§ Work request:
Write out, unaltered, each line from the top of the records below down to the line where "Target: light wooden spoon" appears, that line included.

§ Data for processing:

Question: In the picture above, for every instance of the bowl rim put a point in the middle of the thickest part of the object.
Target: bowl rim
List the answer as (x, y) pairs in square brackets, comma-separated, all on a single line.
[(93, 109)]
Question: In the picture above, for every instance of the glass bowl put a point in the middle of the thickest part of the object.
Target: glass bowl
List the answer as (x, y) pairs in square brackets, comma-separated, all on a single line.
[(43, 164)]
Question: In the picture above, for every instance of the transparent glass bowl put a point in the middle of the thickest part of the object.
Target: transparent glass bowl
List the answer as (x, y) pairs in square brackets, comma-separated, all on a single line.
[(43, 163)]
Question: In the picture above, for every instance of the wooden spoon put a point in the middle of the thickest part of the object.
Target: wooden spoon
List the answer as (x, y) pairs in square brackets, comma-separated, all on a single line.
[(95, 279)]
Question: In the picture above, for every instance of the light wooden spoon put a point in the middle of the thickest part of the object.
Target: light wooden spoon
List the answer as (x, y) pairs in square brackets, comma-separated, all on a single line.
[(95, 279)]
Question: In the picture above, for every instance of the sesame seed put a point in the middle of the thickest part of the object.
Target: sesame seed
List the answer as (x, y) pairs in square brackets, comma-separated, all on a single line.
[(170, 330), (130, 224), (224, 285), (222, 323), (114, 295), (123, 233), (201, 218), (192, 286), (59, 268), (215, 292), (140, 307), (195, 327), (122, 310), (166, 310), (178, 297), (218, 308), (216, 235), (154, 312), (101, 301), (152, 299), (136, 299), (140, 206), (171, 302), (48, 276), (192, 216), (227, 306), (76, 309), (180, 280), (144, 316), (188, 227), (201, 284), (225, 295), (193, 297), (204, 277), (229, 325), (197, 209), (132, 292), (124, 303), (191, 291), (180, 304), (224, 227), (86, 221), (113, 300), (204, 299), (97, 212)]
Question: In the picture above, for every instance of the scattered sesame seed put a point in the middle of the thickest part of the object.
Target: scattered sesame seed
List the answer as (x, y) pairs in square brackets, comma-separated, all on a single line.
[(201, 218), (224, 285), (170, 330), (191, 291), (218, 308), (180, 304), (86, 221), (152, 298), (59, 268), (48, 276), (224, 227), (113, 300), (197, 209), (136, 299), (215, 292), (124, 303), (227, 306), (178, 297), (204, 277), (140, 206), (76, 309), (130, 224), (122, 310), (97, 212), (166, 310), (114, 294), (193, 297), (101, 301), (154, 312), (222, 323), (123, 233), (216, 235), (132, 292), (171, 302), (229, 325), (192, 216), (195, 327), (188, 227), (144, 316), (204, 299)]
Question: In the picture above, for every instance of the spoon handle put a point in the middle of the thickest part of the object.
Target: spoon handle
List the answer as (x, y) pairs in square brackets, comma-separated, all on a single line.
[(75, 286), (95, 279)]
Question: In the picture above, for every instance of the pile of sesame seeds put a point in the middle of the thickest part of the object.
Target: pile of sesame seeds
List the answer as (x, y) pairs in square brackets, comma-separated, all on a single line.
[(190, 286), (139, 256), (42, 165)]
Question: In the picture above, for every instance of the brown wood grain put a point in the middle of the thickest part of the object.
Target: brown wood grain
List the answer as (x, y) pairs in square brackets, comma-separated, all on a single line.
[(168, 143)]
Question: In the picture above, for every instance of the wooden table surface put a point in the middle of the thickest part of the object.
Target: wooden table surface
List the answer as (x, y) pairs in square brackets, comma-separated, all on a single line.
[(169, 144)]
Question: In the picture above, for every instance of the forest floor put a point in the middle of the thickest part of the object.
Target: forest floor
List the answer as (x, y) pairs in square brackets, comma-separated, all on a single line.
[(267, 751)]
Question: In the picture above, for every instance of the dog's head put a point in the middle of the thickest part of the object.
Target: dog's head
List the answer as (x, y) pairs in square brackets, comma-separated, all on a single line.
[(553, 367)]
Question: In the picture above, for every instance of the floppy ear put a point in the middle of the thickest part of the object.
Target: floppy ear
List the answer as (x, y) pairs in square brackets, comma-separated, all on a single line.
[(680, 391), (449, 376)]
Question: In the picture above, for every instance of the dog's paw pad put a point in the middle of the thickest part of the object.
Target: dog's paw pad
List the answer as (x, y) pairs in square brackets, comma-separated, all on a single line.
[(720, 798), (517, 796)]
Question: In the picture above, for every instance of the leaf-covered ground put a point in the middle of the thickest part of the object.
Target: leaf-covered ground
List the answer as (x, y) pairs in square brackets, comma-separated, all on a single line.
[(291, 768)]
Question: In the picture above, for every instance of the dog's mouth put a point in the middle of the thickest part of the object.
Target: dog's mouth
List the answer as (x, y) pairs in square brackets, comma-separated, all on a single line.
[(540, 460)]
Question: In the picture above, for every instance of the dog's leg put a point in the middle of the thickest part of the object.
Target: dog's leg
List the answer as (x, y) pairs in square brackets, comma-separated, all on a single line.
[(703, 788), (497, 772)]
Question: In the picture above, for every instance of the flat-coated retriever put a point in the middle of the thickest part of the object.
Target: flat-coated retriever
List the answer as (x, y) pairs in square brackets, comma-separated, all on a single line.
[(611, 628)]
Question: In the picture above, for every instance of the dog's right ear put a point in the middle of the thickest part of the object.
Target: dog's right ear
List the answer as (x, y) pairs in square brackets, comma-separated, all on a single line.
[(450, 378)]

§ Exercise result:
Question: In the picture above, for every instance of the bowl rim put a point in the middle of the thickest part of the object.
Target: bowl rim
List the answer as (x, y) pairs in square brackets, comma-separated, all on a single line.
[(93, 109)]
Question: In the picture above, for every instance of the glass bowl put a point in the middle of the thickest part of the object.
Target: glass bowl
List the answer as (x, y) pairs in square brackets, comma-separated, all on a single line.
[(43, 164)]
Question: In the picture above, for every instance of the transparent glass bowl put a point in the middle of the thickest part of the object.
Target: transparent glass bowl
List the answer as (x, y) pairs in square brackets, comma-separated, all on a single line.
[(43, 163)]
Question: In the picture above, for every instance of the wooden spoon put a point in the middle of the thickest part of the object.
Target: wooden spoon
List the answer as (x, y) pairs in square brackets, comma-separated, all on a single line.
[(95, 279)]
Question: In the picture above, for every instance of the light wooden spoon put a point in the middle of the thickest part of the object.
Target: light wooden spoon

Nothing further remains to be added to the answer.